Doing is not a property or consequence of being, but being is an accident
and effect of doing. All substantiality is derivative, activity is primal;
_being arises from doing_. The ego is nothing more than self-position; it
exists not only for itself (_für sich_), but also through itself (_durch
sich_).
[Footnote 1: The ego spoken of in the first of the principles, the ego as
the object of intellectual intuition and as the ground and creator of all
being, is, as the second _Introduction to the Science of Knowledge_ clearly
announces, not the individual, but the I-ness _(Ichheit)_ (which is to be
presupposed as the prius of the manifold of representation, and which is
exalted above the opposition of subject and object), mentality in general,
eternal reason, which is common to all and the same in all, which is
present in all thinking and at the basis thereof, and to which particular
persons stand related merely as accidents, as instruments, as special
expressions, destined more and more to lose themselves in the universal
form of reason. But, further still, a distinction must be made between the
absolute ego as intuition (as the form of I-ness), from which the Science
of Knowledge starts, and the ego as Idea (as the supreme goal of practical
endeavor) with which it ends. In neither is the ego conceived as
individual; in the former the I-ness is not yet determined to the point of
individuality, in the latter individuality has disappeared, Fichte is right
when he thinks it remarkable that "a system whose beginning and end and
whole nature is aimed at forgetfulness of individuality in the theoretical
sphere and denial of it in the practical sphere" should be "called egoism."

Work task A =>
Rewrite the paragraph beginning "Doing is not a property" from the passage on the ego as a short bulleted list that keeps its main points.
Work task B =>
Translate this sentence from the passage on the ego into Spanish: "All substantiality is derivative, activity is primal; being arises from doing."
The listing after this sentence is separate material, unrelated to the passage on the ego.

Material provided =>
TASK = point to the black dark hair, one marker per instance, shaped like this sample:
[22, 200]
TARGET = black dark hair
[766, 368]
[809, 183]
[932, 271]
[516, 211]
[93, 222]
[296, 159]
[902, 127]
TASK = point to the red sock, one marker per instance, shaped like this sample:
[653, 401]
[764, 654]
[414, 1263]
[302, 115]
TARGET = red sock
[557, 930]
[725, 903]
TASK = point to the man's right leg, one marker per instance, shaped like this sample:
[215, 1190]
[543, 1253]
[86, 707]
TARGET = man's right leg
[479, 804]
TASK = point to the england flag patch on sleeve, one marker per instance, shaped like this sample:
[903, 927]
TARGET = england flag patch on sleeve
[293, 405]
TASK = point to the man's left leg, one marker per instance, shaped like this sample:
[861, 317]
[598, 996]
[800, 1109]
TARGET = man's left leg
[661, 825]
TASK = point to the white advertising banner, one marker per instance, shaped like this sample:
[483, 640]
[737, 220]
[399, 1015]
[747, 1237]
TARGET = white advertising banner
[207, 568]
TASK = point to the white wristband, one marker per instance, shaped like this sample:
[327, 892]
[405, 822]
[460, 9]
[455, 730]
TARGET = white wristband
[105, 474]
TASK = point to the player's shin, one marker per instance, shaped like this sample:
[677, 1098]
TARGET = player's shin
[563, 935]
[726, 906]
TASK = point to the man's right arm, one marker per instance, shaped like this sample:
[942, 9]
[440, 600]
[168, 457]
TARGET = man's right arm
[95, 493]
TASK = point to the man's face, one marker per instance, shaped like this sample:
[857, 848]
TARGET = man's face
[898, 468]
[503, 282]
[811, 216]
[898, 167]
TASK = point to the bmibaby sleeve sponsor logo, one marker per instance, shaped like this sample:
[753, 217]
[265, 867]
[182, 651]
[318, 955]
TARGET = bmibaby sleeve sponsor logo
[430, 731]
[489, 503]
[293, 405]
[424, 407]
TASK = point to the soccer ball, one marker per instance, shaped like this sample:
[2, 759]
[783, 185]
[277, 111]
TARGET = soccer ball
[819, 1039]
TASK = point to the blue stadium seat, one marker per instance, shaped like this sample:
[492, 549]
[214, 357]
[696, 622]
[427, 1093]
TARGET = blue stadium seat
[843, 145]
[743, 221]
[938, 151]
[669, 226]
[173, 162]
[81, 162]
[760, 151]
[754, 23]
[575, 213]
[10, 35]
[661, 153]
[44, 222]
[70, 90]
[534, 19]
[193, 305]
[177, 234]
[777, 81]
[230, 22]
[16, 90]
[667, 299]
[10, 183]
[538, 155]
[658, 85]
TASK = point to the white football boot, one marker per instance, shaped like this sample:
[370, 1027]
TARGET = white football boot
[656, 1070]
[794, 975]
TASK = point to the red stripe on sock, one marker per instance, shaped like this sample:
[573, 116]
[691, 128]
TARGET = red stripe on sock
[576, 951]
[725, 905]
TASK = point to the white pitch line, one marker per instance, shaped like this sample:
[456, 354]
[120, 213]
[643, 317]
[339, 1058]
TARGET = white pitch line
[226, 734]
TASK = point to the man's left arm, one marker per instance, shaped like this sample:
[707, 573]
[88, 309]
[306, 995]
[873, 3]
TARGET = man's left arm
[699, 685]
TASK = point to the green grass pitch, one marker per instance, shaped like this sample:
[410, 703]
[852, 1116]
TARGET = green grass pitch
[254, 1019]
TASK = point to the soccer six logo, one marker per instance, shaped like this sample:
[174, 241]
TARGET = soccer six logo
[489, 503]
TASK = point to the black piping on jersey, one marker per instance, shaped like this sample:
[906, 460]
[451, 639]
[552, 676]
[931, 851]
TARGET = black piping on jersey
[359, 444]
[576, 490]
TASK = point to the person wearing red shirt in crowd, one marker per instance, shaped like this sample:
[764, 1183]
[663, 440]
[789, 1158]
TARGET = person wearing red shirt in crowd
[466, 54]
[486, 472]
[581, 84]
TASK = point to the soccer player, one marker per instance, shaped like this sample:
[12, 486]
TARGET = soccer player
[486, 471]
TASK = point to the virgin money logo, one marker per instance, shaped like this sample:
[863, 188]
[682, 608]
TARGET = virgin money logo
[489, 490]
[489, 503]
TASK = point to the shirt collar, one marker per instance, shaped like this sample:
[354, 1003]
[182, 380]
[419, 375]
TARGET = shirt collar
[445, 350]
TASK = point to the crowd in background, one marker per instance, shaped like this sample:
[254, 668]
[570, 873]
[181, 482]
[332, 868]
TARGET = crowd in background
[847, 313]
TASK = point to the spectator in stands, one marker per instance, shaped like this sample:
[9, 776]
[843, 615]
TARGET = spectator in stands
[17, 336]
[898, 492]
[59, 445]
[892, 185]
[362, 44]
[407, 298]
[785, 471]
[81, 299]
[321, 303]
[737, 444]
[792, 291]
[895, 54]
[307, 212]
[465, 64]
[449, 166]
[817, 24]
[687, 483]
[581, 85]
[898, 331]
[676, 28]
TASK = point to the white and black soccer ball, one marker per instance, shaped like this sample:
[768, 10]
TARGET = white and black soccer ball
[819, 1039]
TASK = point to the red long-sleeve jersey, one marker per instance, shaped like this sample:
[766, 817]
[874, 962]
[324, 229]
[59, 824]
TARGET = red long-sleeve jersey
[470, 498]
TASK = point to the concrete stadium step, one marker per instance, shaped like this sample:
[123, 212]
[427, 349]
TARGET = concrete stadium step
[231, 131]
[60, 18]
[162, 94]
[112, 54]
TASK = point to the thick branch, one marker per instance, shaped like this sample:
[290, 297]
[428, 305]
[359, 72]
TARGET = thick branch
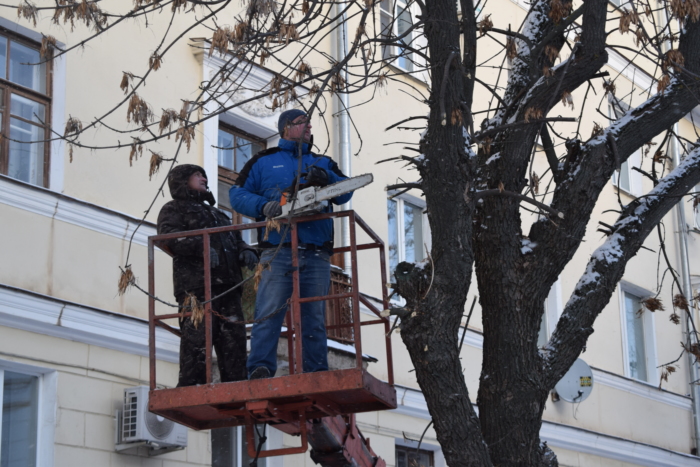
[607, 264]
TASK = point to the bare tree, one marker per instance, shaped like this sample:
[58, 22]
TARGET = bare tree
[477, 180]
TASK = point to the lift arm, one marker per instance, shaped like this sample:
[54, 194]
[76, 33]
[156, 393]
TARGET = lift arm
[337, 442]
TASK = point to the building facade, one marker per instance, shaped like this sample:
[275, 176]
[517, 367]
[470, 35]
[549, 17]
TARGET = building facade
[71, 216]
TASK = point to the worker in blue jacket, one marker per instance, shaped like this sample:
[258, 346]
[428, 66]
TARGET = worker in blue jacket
[257, 194]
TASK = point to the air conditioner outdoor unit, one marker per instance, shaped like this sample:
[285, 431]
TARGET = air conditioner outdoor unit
[137, 427]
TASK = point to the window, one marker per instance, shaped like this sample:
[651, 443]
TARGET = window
[638, 338]
[229, 448]
[395, 22]
[235, 149]
[25, 103]
[550, 317]
[625, 179]
[696, 206]
[412, 457]
[408, 236]
[20, 419]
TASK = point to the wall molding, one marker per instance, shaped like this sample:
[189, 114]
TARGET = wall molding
[73, 211]
[412, 403]
[29, 311]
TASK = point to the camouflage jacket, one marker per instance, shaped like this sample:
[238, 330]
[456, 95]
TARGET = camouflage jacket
[187, 211]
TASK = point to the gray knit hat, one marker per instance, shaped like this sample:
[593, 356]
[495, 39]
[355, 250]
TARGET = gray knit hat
[286, 118]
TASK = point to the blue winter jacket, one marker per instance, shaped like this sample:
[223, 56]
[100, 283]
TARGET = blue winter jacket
[268, 174]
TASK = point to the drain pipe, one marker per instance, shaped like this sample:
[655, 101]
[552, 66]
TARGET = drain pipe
[682, 228]
[342, 101]
[682, 231]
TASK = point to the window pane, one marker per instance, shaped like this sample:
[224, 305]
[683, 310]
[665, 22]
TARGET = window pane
[250, 236]
[31, 76]
[413, 232]
[393, 240]
[542, 337]
[401, 458]
[624, 176]
[27, 108]
[224, 201]
[696, 206]
[225, 150]
[20, 403]
[26, 160]
[244, 150]
[223, 447]
[403, 24]
[385, 32]
[3, 57]
[635, 337]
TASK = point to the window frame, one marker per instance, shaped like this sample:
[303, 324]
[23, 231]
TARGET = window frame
[649, 334]
[634, 160]
[394, 53]
[46, 99]
[425, 226]
[696, 209]
[228, 176]
[552, 313]
[408, 450]
[47, 407]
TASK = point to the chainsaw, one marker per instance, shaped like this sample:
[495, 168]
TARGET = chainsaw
[314, 199]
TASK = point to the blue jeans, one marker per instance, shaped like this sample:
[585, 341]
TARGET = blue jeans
[274, 289]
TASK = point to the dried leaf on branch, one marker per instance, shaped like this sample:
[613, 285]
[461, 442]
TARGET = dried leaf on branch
[27, 10]
[566, 99]
[559, 10]
[73, 126]
[126, 80]
[126, 280]
[155, 61]
[139, 111]
[627, 18]
[533, 113]
[154, 166]
[679, 301]
[136, 151]
[485, 25]
[169, 117]
[195, 307]
[48, 46]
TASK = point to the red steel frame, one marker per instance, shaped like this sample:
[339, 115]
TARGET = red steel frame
[256, 410]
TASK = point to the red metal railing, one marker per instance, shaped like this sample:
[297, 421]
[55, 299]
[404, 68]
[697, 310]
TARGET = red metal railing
[294, 318]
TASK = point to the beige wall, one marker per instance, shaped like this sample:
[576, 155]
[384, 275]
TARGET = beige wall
[73, 263]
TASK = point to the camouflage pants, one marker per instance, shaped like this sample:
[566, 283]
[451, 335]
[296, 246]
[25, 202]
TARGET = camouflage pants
[229, 340]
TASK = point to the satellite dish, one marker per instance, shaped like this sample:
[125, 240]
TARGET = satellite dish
[158, 426]
[577, 383]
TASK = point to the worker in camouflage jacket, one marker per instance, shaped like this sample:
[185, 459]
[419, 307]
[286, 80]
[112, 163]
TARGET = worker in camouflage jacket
[188, 211]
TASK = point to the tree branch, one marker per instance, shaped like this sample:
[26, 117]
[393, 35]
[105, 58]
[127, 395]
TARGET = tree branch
[607, 264]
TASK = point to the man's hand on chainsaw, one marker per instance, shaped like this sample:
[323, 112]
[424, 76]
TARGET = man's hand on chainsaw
[272, 209]
[316, 176]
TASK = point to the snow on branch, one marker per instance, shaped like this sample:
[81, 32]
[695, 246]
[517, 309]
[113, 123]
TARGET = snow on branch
[607, 264]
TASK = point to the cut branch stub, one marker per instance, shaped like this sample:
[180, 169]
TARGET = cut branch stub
[412, 281]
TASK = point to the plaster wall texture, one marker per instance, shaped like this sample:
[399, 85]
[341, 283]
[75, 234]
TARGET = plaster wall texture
[77, 264]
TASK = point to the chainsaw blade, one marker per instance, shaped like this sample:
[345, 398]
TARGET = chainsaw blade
[343, 186]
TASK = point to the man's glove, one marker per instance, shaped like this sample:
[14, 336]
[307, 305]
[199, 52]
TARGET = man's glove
[272, 209]
[213, 258]
[316, 177]
[249, 258]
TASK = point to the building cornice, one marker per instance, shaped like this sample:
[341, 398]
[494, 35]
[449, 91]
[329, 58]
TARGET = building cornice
[412, 403]
[42, 314]
[74, 211]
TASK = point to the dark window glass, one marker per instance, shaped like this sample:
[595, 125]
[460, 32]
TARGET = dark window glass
[410, 457]
[20, 409]
[234, 150]
[24, 93]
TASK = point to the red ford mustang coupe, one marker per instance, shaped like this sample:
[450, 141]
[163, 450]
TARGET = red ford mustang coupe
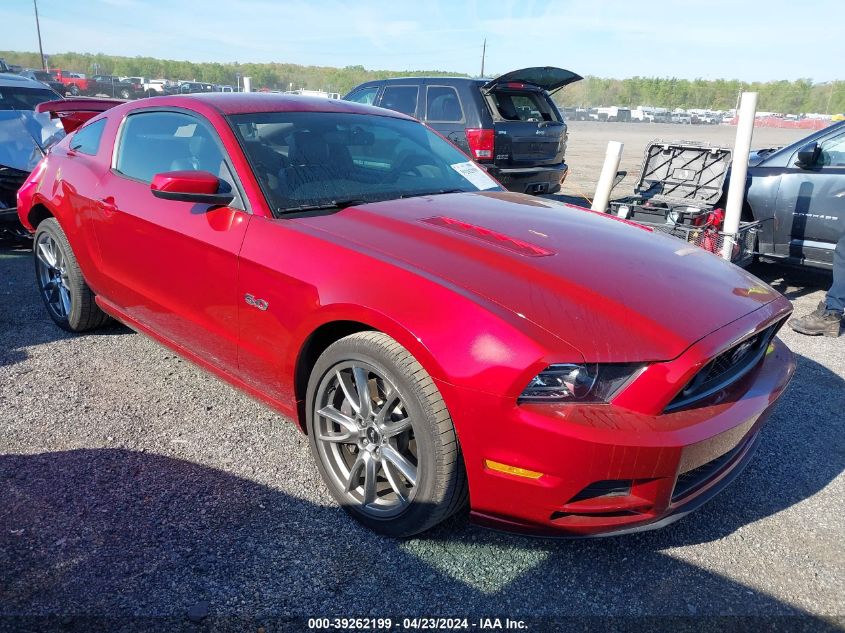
[442, 342]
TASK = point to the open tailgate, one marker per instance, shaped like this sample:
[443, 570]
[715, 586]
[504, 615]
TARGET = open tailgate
[74, 112]
[548, 78]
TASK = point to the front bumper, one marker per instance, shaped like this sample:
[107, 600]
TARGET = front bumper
[10, 225]
[657, 467]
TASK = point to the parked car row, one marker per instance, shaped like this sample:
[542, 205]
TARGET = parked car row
[69, 83]
[510, 125]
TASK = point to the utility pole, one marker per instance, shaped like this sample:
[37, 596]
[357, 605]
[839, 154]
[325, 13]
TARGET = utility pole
[38, 28]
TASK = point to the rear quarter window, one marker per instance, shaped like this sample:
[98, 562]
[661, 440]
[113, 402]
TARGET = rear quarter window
[401, 99]
[87, 139]
[364, 95]
[443, 105]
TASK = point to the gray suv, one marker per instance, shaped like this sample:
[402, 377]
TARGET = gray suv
[508, 125]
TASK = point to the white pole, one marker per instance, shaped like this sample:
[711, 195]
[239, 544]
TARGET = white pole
[608, 174]
[739, 170]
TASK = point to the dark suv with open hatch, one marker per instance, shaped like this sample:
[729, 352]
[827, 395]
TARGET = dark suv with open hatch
[508, 125]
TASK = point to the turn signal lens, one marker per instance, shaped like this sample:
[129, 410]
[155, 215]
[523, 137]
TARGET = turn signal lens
[481, 142]
[512, 470]
[579, 383]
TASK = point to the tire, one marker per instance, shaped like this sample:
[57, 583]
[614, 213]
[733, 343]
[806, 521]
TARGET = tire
[402, 439]
[68, 299]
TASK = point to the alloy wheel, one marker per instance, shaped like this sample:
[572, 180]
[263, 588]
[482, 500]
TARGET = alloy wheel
[365, 438]
[52, 275]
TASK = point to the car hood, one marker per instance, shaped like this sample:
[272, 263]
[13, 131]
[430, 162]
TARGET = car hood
[612, 289]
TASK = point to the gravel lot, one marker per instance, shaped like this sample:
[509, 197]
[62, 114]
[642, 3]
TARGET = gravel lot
[133, 484]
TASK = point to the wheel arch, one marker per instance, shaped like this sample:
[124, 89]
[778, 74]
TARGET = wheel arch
[314, 345]
[37, 214]
[341, 323]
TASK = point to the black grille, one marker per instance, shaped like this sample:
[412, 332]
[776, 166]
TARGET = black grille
[726, 368]
[694, 479]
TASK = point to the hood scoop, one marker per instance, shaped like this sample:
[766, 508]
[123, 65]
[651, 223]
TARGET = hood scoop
[501, 240]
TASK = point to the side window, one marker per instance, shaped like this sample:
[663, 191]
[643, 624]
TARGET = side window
[156, 142]
[364, 95]
[443, 104]
[833, 151]
[401, 99]
[87, 139]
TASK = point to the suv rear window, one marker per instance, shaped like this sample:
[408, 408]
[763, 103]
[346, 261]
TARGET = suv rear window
[17, 98]
[523, 106]
[401, 99]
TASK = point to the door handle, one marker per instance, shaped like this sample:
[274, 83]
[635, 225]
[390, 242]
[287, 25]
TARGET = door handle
[106, 205]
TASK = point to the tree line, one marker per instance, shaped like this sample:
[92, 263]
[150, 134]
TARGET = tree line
[799, 96]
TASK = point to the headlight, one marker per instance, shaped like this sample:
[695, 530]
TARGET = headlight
[579, 383]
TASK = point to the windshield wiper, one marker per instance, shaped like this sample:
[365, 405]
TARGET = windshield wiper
[334, 204]
[432, 193]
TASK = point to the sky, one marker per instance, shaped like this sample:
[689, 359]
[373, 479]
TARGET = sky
[710, 39]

Answer A =>
- Doing is not a property or consequence of being; being is an accident and effect of doing.
- All substantiality is derivative, and activity is primal.
- Being arises from doing.
- The ego is nothing more than self-position.
- It exists not only for itself (für sich) but also through itself (durch sich).

Answer B =>
Toda sustancialidad es derivada, la actividad es primordial; el ser surge del hacer.